*** Opening of READING PASSAGE ***

This Test Accurately Diagnoses Celiac Disease For Those Already Gluten-Free
Celiac disease is an autoimmune disease in which an immune response is triggered by gluten in the small intestine. This response will gradually damage the villi or the small projections shaped like fingers in the small intestine. This makes it difficult for the body to absorb nutrients properly.
The disease is hereditary. People who have first-degree relatives with celiac disease have a ten percent chance of developing the disease. Children with celiac disease will have issues with growth and development. Since there is no cure for this disorder, following a gluten-free diet manages the symptoms and allow the intestine to heal. But, those who may already be on a gluten-free diet, the disease is a lot more difficult to diagnose because the patient is not exhibiting the common symptoms when gluten is ingested.
That is, until now. A new test has been developed for those who do not have a formal diagnosis of celiac disease, but follow a gluten-free diet anyway.
The current testing for celiac disease
To diagnose celiac disease, two tests may be ordered by the doctor:
- Serology testing – This test looks for antibodies present in the blood. When there is an elevated level of certain antibody proteins, it may result in an immune reaction to food with gluten.

*** Close of READING PASSAGE ***
*** Opening of RECORDS PROVIDED ***

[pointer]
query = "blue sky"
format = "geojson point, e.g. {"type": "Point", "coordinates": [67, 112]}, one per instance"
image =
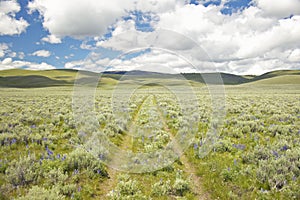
{"type": "Point", "coordinates": [28, 45]}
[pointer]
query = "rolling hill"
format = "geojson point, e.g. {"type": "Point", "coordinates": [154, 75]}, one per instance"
{"type": "Point", "coordinates": [20, 78]}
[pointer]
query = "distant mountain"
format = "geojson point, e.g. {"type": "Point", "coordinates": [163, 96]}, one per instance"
{"type": "Point", "coordinates": [21, 78]}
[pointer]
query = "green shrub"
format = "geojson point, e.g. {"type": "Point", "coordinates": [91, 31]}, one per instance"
{"type": "Point", "coordinates": [161, 188]}
{"type": "Point", "coordinates": [39, 193]}
{"type": "Point", "coordinates": [23, 171]}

*** Close of RECORDS PROVIDED ***

* **ABOUT THIS EXERCISE**
In the celiac disease article, what chance of developing the disease do people with a first-degree relative who has it face?

* **WORKED SOLUTION**
A ten percent chance.